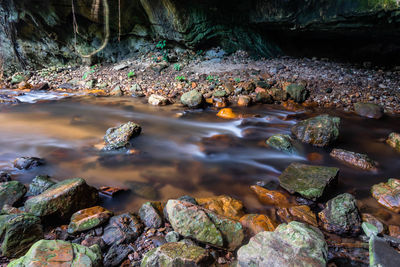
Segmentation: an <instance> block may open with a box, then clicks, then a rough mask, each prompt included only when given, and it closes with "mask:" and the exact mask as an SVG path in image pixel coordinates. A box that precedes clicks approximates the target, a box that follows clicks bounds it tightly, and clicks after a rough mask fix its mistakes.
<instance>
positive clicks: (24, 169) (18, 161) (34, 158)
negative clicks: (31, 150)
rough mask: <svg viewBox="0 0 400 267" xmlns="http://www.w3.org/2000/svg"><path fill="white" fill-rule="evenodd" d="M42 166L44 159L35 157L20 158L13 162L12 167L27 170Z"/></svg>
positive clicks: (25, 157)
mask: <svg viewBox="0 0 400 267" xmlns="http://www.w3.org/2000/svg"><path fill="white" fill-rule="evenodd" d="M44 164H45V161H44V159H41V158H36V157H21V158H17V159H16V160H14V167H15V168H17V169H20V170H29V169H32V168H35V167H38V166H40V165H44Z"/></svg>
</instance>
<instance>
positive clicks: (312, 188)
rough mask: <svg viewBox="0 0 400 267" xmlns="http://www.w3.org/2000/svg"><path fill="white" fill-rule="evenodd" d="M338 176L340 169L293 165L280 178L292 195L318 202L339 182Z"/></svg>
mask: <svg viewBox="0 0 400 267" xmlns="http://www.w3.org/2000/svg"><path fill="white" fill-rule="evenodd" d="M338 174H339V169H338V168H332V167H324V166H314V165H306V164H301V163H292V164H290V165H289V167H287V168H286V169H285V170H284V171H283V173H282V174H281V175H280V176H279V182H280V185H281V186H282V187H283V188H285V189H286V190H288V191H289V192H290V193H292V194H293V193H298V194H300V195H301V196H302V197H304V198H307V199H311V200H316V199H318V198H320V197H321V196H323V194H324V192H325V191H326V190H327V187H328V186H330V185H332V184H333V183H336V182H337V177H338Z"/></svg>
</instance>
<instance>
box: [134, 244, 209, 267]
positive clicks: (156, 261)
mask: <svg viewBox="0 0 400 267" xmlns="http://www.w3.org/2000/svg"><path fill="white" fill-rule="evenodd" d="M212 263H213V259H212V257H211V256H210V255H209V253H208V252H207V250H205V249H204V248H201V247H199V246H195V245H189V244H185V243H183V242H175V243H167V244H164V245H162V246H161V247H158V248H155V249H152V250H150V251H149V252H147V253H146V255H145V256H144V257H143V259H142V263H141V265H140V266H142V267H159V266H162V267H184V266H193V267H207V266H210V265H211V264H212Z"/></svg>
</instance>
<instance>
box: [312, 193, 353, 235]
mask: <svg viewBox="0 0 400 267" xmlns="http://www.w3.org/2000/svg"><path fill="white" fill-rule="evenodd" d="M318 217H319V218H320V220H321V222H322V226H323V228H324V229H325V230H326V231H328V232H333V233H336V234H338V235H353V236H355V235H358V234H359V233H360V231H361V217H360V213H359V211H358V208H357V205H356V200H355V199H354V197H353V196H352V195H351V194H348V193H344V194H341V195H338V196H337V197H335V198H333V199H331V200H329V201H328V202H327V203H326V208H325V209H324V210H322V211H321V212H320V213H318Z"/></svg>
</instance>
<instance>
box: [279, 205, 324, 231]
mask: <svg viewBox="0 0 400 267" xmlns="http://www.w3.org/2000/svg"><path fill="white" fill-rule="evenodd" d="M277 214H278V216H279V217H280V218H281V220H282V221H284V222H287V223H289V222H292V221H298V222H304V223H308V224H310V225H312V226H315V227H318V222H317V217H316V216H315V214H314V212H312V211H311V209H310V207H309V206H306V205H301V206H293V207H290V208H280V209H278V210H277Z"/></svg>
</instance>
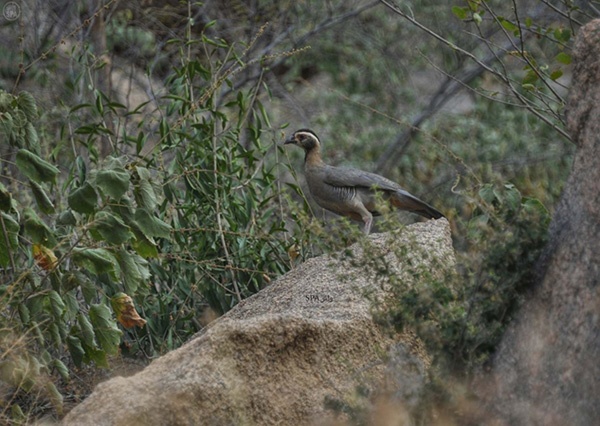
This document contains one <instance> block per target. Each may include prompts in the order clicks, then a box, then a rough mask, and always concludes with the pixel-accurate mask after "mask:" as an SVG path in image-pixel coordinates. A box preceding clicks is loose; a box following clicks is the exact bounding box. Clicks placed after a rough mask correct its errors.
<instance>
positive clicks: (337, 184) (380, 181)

### The task
Among the lines above, return those that hold the word "exact".

### Solution for this task
Segmentation: an <instance> block may open with a box, then clicks, then a rough mask, each prompt included only when given, and it closes with "mask:" and the exact mask as an SVG path in image pixel coordinates. A box that precedes clicks approximates the target, a box that follows clicks bounds it tightly, and clicks after a rough mask fix its mistakes.
This document contains one <instance> block per target. Each may include prompts in the order clicks, then a box, then a rough mask, and always concludes with the pixel-accurate mask after "mask:" as an SVG path in image-pixel coordinates. A box preceding clicks is loose; a box following clicks is the exact bounding box. Clicks placed after a rough mask correct its errors.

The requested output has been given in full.